[Exercise directions]: How many lines in the entries below contain the word "side"? Reply with the number alone.

begin Given data

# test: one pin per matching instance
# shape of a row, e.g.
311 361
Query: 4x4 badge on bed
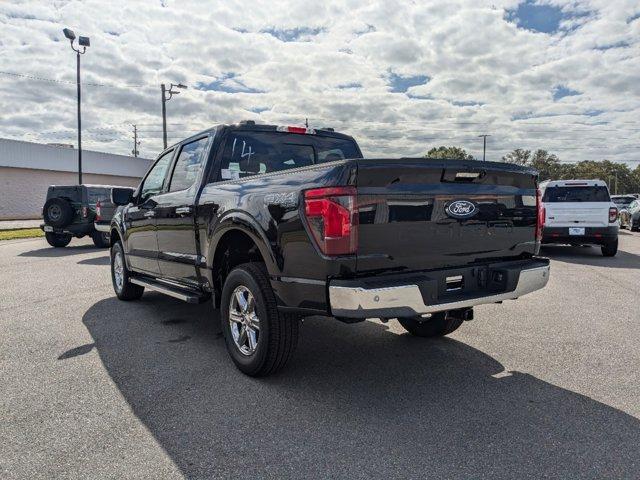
461 209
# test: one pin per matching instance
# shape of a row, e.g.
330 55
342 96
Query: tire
57 240
266 344
610 249
57 212
101 239
120 275
438 325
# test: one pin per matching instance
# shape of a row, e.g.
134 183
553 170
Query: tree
518 156
451 153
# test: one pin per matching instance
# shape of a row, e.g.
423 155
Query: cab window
188 165
155 179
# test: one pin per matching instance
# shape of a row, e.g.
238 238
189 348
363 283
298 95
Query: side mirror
122 195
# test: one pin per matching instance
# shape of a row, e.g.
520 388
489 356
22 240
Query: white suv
580 212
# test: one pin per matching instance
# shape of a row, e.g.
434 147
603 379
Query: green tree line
619 176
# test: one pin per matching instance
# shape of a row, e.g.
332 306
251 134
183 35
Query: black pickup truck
279 223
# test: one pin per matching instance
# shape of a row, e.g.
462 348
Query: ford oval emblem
461 209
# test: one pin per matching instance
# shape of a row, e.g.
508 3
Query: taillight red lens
332 215
613 214
541 214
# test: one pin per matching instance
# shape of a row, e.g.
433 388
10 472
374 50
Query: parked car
623 202
278 223
634 215
580 212
70 211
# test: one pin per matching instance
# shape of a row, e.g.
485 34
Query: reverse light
540 216
332 216
300 130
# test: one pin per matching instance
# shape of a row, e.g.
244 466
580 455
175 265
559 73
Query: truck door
140 236
178 254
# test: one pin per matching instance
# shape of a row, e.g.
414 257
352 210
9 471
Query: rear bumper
592 235
75 229
430 292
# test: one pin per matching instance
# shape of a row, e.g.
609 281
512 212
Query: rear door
140 222
577 205
419 214
175 213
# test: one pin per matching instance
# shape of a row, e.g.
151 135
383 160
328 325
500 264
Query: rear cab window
248 153
558 194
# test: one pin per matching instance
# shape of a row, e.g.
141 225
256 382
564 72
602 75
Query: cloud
401 77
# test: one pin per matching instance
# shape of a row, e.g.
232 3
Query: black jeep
71 211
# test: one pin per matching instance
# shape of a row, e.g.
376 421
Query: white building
27 169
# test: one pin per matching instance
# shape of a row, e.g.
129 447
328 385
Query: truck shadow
357 401
590 255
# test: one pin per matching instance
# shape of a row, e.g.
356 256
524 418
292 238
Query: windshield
576 194
251 153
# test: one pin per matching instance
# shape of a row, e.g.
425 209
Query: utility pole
484 146
84 43
135 141
165 99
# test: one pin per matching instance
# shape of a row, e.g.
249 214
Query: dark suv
70 211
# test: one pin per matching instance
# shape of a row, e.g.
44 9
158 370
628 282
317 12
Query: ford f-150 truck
279 223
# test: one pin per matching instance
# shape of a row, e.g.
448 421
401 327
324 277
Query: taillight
332 215
540 217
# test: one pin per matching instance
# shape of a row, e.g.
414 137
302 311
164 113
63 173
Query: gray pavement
14 224
543 387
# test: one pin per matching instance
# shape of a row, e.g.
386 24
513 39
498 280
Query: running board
189 297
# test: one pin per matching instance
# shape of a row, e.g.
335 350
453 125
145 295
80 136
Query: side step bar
175 292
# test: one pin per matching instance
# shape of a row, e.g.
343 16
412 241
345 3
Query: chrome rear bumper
407 300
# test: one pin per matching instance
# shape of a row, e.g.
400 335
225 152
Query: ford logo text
461 209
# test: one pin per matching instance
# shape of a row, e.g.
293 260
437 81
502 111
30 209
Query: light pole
165 99
484 146
84 43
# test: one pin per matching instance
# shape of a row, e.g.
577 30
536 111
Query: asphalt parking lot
544 387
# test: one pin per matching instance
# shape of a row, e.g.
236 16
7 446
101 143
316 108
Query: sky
401 77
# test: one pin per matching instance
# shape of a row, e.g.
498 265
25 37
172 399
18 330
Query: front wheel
125 290
57 240
438 325
259 338
610 249
100 239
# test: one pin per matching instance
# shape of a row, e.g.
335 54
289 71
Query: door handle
184 210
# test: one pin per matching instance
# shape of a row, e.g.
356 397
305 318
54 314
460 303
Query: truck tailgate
419 214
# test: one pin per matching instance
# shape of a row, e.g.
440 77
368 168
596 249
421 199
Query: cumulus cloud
402 77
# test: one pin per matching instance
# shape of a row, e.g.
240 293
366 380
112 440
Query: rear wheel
125 290
610 249
100 239
57 240
438 325
259 338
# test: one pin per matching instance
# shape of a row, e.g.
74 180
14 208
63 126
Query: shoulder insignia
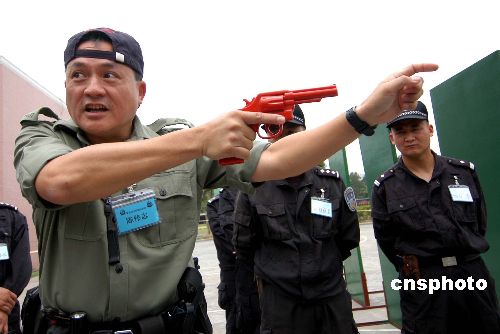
387 174
34 116
213 199
350 198
8 206
327 172
166 125
461 163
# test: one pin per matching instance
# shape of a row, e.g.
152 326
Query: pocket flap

end Given data

[Problem solution]: 2